== Data for processing ==
— start —

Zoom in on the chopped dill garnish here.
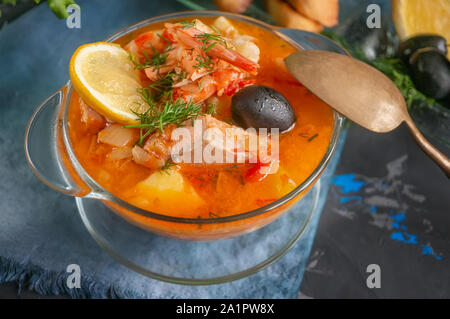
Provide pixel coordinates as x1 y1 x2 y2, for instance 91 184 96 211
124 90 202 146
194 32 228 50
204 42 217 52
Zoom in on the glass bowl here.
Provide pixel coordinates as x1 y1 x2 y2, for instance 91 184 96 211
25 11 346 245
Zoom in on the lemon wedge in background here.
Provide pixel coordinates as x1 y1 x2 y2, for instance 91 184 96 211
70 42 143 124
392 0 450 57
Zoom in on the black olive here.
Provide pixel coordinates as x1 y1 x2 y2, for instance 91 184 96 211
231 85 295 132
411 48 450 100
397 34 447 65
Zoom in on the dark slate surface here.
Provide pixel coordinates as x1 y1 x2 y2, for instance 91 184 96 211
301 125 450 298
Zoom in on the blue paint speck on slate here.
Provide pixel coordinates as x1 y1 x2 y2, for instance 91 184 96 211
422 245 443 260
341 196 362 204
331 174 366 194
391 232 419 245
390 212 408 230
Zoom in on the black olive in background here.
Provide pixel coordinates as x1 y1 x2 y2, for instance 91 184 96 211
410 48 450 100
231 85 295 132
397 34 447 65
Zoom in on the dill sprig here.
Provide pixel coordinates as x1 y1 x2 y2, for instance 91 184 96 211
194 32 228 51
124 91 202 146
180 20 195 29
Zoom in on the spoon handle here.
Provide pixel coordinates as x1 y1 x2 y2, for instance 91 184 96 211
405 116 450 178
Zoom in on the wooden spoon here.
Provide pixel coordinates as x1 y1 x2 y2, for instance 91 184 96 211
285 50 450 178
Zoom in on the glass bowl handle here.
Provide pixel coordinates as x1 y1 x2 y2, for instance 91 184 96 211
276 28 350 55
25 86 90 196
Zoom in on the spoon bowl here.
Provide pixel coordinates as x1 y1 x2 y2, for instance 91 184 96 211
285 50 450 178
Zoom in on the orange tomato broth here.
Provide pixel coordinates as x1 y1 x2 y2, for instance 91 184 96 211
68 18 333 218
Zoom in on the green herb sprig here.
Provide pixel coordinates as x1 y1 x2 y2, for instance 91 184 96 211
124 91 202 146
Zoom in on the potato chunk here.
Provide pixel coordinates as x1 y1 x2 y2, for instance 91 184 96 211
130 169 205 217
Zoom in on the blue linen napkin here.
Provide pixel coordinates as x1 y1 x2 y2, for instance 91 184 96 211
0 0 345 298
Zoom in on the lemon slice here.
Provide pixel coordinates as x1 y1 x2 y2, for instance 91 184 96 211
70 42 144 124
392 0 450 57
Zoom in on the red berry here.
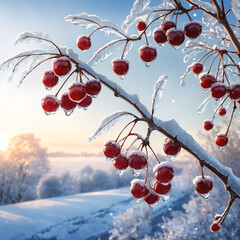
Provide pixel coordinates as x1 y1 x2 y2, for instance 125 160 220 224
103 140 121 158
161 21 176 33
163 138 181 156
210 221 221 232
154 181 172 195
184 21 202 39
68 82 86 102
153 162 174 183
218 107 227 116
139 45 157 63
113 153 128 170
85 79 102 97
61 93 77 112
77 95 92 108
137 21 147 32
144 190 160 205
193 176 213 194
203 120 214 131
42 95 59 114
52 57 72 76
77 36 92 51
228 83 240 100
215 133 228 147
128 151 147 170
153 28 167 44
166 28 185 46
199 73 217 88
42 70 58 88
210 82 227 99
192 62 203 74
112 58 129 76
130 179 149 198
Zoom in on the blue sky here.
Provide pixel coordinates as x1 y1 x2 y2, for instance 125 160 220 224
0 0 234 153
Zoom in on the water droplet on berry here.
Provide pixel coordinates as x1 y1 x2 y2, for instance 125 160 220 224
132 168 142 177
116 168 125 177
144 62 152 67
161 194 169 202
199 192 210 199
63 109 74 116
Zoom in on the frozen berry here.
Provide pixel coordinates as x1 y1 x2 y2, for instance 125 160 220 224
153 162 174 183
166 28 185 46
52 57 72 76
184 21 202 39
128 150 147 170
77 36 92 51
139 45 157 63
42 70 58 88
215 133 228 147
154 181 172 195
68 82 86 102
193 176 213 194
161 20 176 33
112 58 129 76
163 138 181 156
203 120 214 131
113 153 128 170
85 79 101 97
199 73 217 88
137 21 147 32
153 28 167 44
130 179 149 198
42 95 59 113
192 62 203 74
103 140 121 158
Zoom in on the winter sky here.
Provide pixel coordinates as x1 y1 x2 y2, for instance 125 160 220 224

— end —

== Written exercise ==
Update the material above so that every "Zoom in on" reads "Point out", leaving everything else unchanged and omitting the pictures.

== Result ==
Point out the chopped dill garnish here.
Provide pixel coordinates as x1 y1 x2 y2, for instance 91 184 96 211
124 90 202 146
194 32 228 50
204 42 217 52
Point out the glass bowl here.
Provide pixel coordinates as x1 y1 x2 y2, for instance 91 184 96 211
25 11 346 245
Point out the lemon wedge in background here.
Provide pixel coordinates as x1 y1 x2 y2, for instance 91 184 96 211
70 42 143 124
392 0 450 57
Point out the black olive here.
Provide pixel coordinates as x1 y1 x2 y2, for instance 91 184 96 211
231 85 295 132
411 48 450 100
397 34 447 65
Point out the dark slate surface here.
Provide pixel coordinates as x1 y1 x2 y2, for instance 91 184 96 211
301 125 450 298
Point out the blue paint speck on slate here.
Provide pixel coordinates as x1 y1 x2 y2, for instance 91 184 96 211
422 245 443 260
341 196 362 204
331 174 366 194
391 232 419 245
390 212 408 230
Point out the black olive in background here.
Provide pixel coordinates as x1 y1 x2 y2, for instance 91 184 96 211
410 48 450 100
231 85 295 132
397 34 447 65
Point out the dill sprig here.
Provide pixel coordinates as x1 y1 x2 y2, for instance 91 184 96 211
194 32 228 51
124 91 202 146
180 20 195 29
Point out the spoon handle here.
Provide pixel coordinates as x1 y1 x2 y2, for instance 91 184 96 211
405 116 450 178
Point out the wooden spoon here.
Provide pixel coordinates as x1 y1 x2 y2, for instance 91 184 96 211
285 50 450 178
Point out the glass bowl handle here.
Provide pixel coordinates as x1 y1 x2 y2, for instance 91 184 96 211
276 28 350 55
25 86 90 196
Point out the spoon bowl here.
Provide pixel coordinates as x1 y1 x2 y2, for instance 91 184 96 211
285 50 450 178
Point out the orange tomato broth here.
Provide pixel coordinates as x1 y1 x2 y2, for instance 91 184 96 211
68 18 333 218
Point out the green herb sprig here.
Provide pixel coordinates as x1 y1 x2 y2, for instance 91 184 96 211
124 91 202 146
Point out the potato chunk here.
Provide pixel coordinates as x1 y1 x2 y2, for instance 91 184 96 211
130 169 205 217
Point out the blue linen napkin here.
Provide pixel coordinates as x1 y1 x2 y2, for instance 91 184 96 211
0 0 345 298
Point out the lemon slice here.
Provide pixel coordinates as x1 y1 x2 y2, for instance 91 184 96 211
70 42 144 124
392 0 450 57
Point out the red berry here.
Provide pixel coordinates as x1 y1 x2 y2, for instance 125 160 220 224
103 140 121 158
161 21 176 33
163 138 181 156
210 221 221 232
154 181 172 195
184 21 202 39
68 82 86 102
153 162 174 183
218 107 227 116
139 45 157 63
113 153 128 170
85 79 102 97
61 93 77 112
77 95 92 108
137 21 147 32
144 190 160 205
193 176 213 194
203 120 214 131
42 95 59 114
52 57 72 76
77 36 92 51
228 83 240 100
215 133 228 147
128 151 147 170
153 28 167 44
166 28 185 46
199 73 217 88
42 70 58 88
210 82 227 99
192 62 203 74
112 58 129 76
130 179 149 198
Point out the blue sky here.
Provide pixel coordinates as x1 y1 x2 y2, for instance 125 160 220 224
0 0 234 153
Point out the water droplet on berry here.
Provide pixel coordinates as x1 y1 x2 y2, for instance 125 160 220 224
132 168 142 177
116 168 125 177
144 62 152 67
161 194 169 202
199 192 210 199
63 109 74 116
Point out the frozen berry here.
Provide pixel coordinates as x1 y1 x2 y2, for instance 125 160 220 224
153 162 174 183
166 28 185 46
52 57 72 76
184 21 202 39
128 150 147 170
77 36 92 51
139 45 157 63
42 70 58 88
215 133 228 147
154 181 172 195
68 82 86 102
193 176 213 194
161 20 176 33
112 58 129 76
163 138 181 156
203 120 214 131
113 153 128 170
85 79 101 97
199 73 217 88
137 21 147 32
153 28 167 44
130 179 149 198
42 95 59 113
192 62 203 74
103 140 121 158
Point out the winter sky here.
Provide pixel coordinates as x1 y1 x2 y2, for instance 125 160 220 224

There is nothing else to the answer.